_Task brief_: Restate the entries below without a single change.

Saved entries
━━━━━━━━━━━━━━━━━━━━
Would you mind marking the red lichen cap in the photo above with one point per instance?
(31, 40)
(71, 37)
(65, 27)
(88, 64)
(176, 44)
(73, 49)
━━━━━━━━━━━━━━━━━━━━
_Reply_:
Would you mind marking the red lichen cap in the photo above with one point per instance?
(31, 40)
(71, 37)
(65, 27)
(88, 64)
(176, 44)
(73, 49)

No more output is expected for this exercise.